→ Textauszug:
★ ★ ★ ★
Marx ist tot! Grund zum Feiern?
Nr. 681 – vom 3. Mai 2018
Hallo! Ein linkes Jubiläum jagt das nächste. Nach den Achtundsechzigern ist nun Karl Marx dran. Vorausschauend habe ich schon in meinem letzten Wörter-Buch „Missverstehen Sie mich richtig“ die seltsame Vermarktung oder eher Vermurksung dieses Geh!Denk!-Tages kritisch kommentiert. Dem habe ich auch heute nichts hinzuzufügen. Hier also mein Wort zum fragwürdigen Feiertag
Marx – oder Murks?
Im Mai 2018 steht uns schwer was bevor: Zweihundert marxistische Jahre gilt es dann abzufeiern. Am 5.5.1818 kam der Rauschebart zur Welt (wahrscheinlich noch ohne denselben). Doch zur Beruhigung aller Anti-Marxisten sei hinzugefügt: Im Jahre 2033 wird er dann 150 Jahre tot sein. Also ist er schon lange, lange hinüber.
Und er wird stets aufs Neue hingemacht. Vor einiger Zeit habe ich um Mitternacht auf meiner Mattscheibe eine seltsame Erscheinung gehabt. Da kam zur Geisterstunde eine Geister-Runde zusammen, nämlich eine Runde erhabener Geister, die dem Aufruf folgten: „Deutsche Professoren, vereinigt Euch, Ihr habt nicht zu verlieren außer Euren Konten.“ Und die stritten sich eine Stunde lang über die Frage: Wie tot ist Karl Marx heute? Aus einer theoretischen Leiche schnippelten die sich ein grausam entstelltes marxistisches Menschenbild zusammen; da wäre selbst ein Frankenstein vor Gruseln aus allen Nähten geplatzt. Und nach einer Stunde kippten sie die Überreste dann zurück in die Meinungskloake, also in den Fernsehkanal. Ein Umweltskandal ersten Ranges.
Nun bin ich selber kein Marxist. Warum auch? Selbst Marx hat es abgelehnt, einer zu sein. „Die Lehren von Marx sind ewig und unvergänglich!“ So hohepriesterte man einst in der DDR, die Dogmen einer erstarrten Staatsreligion verkündend. Marxismus als Ideologie wird unweigerlich zur Ogottologie und damit Igittologie.
★ ★ ★ ★
→ Ziel der Aufgabe: An welchem Datum wurde Karl Marx laut dem Textauszug zum Marx-Jubiläum geboren?

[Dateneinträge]
★ ★ ★ ★
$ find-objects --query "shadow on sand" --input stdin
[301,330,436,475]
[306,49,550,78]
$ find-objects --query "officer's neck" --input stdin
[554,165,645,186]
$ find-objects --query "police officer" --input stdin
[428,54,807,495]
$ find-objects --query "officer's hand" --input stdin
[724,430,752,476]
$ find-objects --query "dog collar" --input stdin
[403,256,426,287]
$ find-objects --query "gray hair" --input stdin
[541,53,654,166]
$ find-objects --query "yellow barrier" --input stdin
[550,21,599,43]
★ ★ ★ ★
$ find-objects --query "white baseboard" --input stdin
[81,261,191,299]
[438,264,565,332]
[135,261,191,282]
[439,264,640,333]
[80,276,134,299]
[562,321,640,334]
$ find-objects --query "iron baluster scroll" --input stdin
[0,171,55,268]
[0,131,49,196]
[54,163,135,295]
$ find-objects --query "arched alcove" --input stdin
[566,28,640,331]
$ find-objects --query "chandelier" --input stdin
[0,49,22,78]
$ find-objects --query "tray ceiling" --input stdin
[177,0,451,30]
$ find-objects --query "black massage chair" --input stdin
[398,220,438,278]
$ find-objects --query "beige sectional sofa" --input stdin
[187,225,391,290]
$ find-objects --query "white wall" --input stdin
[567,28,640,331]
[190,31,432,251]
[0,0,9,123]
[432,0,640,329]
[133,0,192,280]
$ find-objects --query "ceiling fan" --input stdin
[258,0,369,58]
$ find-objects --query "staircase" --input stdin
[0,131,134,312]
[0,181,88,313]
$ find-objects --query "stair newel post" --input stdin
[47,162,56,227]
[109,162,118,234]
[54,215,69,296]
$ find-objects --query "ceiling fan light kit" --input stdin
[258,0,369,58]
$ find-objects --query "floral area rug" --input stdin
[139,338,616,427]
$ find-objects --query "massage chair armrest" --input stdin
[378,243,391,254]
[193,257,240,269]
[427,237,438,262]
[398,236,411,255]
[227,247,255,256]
★ ★ ★ ★
→ Ergebnis der Aufgabe: Am 5. Mai 1818.